Start of GIVEN DATA
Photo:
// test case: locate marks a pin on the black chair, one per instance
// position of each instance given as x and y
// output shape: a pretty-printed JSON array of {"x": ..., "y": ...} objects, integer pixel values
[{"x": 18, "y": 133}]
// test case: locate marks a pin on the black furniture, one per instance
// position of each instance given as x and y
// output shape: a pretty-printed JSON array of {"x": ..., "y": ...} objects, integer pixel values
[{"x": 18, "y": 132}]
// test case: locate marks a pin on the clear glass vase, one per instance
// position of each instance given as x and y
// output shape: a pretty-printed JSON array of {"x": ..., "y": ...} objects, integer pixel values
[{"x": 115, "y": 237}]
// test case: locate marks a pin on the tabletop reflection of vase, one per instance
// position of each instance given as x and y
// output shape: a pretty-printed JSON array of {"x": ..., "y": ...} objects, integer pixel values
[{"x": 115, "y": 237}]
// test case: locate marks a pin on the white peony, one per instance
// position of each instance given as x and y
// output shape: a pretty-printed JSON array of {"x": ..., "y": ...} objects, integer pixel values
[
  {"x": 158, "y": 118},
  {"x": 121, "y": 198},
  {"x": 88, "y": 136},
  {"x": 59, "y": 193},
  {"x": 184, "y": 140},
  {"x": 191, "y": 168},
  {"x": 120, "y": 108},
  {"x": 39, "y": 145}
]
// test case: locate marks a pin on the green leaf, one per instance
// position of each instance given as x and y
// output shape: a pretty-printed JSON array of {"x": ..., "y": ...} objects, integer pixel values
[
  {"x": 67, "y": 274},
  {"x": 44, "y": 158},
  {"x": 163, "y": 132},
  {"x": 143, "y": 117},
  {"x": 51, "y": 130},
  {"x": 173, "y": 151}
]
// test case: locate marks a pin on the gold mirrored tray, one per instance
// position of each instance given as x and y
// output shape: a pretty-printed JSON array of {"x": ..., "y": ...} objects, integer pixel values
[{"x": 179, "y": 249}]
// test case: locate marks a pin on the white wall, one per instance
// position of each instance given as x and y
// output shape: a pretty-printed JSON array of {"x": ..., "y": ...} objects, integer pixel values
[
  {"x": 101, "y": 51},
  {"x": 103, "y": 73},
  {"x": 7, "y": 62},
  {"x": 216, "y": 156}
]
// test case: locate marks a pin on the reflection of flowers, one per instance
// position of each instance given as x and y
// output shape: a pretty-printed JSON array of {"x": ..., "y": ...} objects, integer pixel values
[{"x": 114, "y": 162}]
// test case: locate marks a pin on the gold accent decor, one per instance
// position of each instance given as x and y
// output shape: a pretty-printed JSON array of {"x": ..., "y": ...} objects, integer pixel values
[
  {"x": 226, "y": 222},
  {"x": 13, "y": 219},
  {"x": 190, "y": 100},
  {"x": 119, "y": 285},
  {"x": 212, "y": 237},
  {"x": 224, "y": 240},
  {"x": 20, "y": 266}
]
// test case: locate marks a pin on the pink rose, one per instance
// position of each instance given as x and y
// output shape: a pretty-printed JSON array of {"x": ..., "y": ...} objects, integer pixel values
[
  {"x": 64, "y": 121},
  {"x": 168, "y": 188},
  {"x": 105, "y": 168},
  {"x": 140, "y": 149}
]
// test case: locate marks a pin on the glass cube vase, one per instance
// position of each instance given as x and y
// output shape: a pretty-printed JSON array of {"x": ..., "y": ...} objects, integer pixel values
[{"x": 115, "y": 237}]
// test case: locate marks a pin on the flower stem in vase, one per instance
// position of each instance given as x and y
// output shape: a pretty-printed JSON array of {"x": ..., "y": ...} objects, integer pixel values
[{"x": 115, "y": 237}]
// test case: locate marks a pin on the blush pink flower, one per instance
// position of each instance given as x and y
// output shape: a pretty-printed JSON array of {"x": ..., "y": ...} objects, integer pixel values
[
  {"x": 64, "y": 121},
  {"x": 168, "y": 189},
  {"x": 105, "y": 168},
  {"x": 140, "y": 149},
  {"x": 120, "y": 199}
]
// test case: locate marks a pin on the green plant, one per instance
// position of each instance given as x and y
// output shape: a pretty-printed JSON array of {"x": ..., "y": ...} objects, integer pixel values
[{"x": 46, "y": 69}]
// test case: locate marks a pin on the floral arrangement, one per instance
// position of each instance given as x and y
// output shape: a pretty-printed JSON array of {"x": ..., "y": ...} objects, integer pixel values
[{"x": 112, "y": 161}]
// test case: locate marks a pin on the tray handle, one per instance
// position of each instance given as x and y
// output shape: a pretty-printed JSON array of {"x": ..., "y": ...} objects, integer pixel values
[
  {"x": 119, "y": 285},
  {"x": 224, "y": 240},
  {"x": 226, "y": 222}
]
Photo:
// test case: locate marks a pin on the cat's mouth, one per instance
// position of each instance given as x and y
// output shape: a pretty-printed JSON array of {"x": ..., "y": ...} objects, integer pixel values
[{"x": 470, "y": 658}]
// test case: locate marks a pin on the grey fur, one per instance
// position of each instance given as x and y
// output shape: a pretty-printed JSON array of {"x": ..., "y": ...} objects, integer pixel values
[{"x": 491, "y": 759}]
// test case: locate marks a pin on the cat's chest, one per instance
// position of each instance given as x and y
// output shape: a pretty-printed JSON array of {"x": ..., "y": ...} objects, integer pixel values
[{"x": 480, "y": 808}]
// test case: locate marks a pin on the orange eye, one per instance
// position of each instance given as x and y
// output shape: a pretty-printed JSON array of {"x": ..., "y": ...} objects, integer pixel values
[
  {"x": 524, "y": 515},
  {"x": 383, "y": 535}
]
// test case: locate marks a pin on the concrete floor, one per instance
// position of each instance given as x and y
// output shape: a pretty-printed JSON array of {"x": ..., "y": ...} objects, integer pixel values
End of GIVEN DATA
*WHAT THIS TASK INVOLVES*: Set down the listing in full, keeping every word exactly as it is.

*EXERCISE RESPONSE*:
Photo:
// test case: locate marks a pin on the black chair, one per instance
// position of each instance given as x and y
// output shape: a pretty-printed JSON array of {"x": ..., "y": ...} objects, integer pixel values
[{"x": 18, "y": 133}]
// test case: locate marks a pin on the black furniture, one per instance
// position of each instance given as x and y
// output shape: a pretty-printed JSON array of {"x": ..., "y": ...} objects, integer pixel values
[{"x": 18, "y": 132}]
// test case: locate marks a pin on the clear glass vase, one per instance
// position of each instance given as x and y
// output shape: a pretty-printed JSON array of {"x": ..., "y": ...} objects, integer pixel values
[{"x": 115, "y": 237}]
// test case: locate marks a pin on the tabletop reflection of vase, one per instance
// position of each instance given as x and y
// output shape: a pretty-printed JSON array of {"x": ..., "y": ...} objects, integer pixel values
[{"x": 115, "y": 237}]
// test case: locate marks a pin on the white peony, one per instance
// position of each instance given as x and y
// output shape: a pretty-printed JSON array of {"x": ..., "y": ...} objects, integer pixel values
[
  {"x": 158, "y": 118},
  {"x": 121, "y": 198},
  {"x": 88, "y": 136},
  {"x": 59, "y": 193},
  {"x": 184, "y": 140},
  {"x": 191, "y": 168},
  {"x": 120, "y": 108},
  {"x": 39, "y": 145}
]
// test case: locate marks a pin on the green leaf, one per instance
// position of each instance given as x and y
// output shape: a pretty-printed JSON array of {"x": ..., "y": ...} objects, integer pixel values
[
  {"x": 67, "y": 274},
  {"x": 44, "y": 158},
  {"x": 163, "y": 132},
  {"x": 143, "y": 117},
  {"x": 51, "y": 130},
  {"x": 173, "y": 151}
]
// test case: locate marks a pin on the gold mirrored tray, one per instance
// position of each instance given as x and y
// output shape: a pretty-printed JSON array of {"x": ..., "y": ...} objects, integer pixel values
[{"x": 179, "y": 249}]
// test case: locate marks a pin on the white wall, one per instance
// position of each instance given as x and y
// output shape: a pretty-printed JSON array of {"x": ..., "y": ...} objects, integer pixel values
[
  {"x": 101, "y": 51},
  {"x": 103, "y": 73},
  {"x": 7, "y": 62},
  {"x": 216, "y": 156}
]
// test case: locate marks a pin on the reflection of flowers, one per instance
// position of each instance given as x and y
// output shape: a pretty-printed JSON array of {"x": ..., "y": ...} objects, integer pixel values
[{"x": 114, "y": 162}]
// test case: locate marks a pin on the gold accent decor, one per instance
// position of each instance given as x and y
// output shape: a pretty-printed JSON array of {"x": ..., "y": ...} objects, integer pixel values
[
  {"x": 226, "y": 222},
  {"x": 13, "y": 219},
  {"x": 190, "y": 100},
  {"x": 119, "y": 285},
  {"x": 212, "y": 237},
  {"x": 224, "y": 240},
  {"x": 20, "y": 266}
]
// test case: locate marks a pin on the pink rose, one per instance
// position of each instance given as x and y
// output shape: a pretty-printed JSON array of {"x": ..., "y": ...} objects, integer pixel values
[
  {"x": 64, "y": 121},
  {"x": 168, "y": 188},
  {"x": 105, "y": 168},
  {"x": 140, "y": 149}
]
// test case: locate marks a pin on the glass cube vase, one per instance
// position of each instance given as x and y
// output shape: a pretty-printed JSON array of {"x": ..., "y": ...} objects, integer pixel values
[{"x": 115, "y": 237}]
// test case: locate marks a pin on the flower stem in vase, one per instance
// position of each instance given as x and y
// output shape: a pretty-printed JSON array of {"x": ..., "y": ...} objects, integer pixel values
[{"x": 115, "y": 237}]
// test case: locate marks a pin on the blush pink flower, one per instance
// position of each instance given as x and y
// output shape: a pretty-printed JSON array of {"x": ..., "y": ...} objects, integer pixel values
[
  {"x": 64, "y": 121},
  {"x": 168, "y": 189},
  {"x": 105, "y": 168},
  {"x": 140, "y": 149},
  {"x": 120, "y": 199}
]
// test case: locate marks a pin on the green plant, one per instance
// position of each instance given as x and y
// output shape: a pretty-printed JSON array of {"x": ..., "y": ...} objects, integer pixel values
[{"x": 46, "y": 69}]
// test case: locate marks a pin on the floral arrangement, one per instance
// position of each instance given as x and y
// output shape: a pretty-printed JSON array of {"x": ..., "y": ...} objects, integer pixel values
[{"x": 112, "y": 161}]
// test case: locate marks a pin on the tray handle, one per instance
// position of each instance given as x and y
// output shape: a pretty-printed JSON array of {"x": ..., "y": ...} objects, integer pixel values
[
  {"x": 119, "y": 285},
  {"x": 224, "y": 240},
  {"x": 226, "y": 222}
]
Photo:
// test case: locate marks a pin on the cat's mouth, one per instance
// position of each instance given as x and y
// output shape: a pretty-printed JSON array of {"x": ..., "y": ...} objects, integer pixel values
[{"x": 470, "y": 658}]
// test case: locate marks a pin on the grey fur, one per instance
// position of each instance given as x and y
// output shape: a pretty-printed JSON array of {"x": ..., "y": ...} objects, integer pixel values
[{"x": 491, "y": 759}]
// test case: locate marks a pin on the cat's chest, one per instance
// position of each instance given as x and y
// output shape: a pretty-printed JSON array of {"x": ..., "y": ...} objects, integer pixel values
[{"x": 480, "y": 808}]
// test case: locate marks a pin on the orange eye, one per instance
// position of each instance given as x and y
// output shape: a pretty-printed JSON array of {"x": ..., "y": ...} objects, integer pixel values
[
  {"x": 524, "y": 515},
  {"x": 383, "y": 535}
]
// test case: locate marks a pin on the concrete floor, one per instance
// position of each instance given as x and y
// output shape: a pretty-printed JSON array of {"x": ..., "y": ...} objects, integer pixel values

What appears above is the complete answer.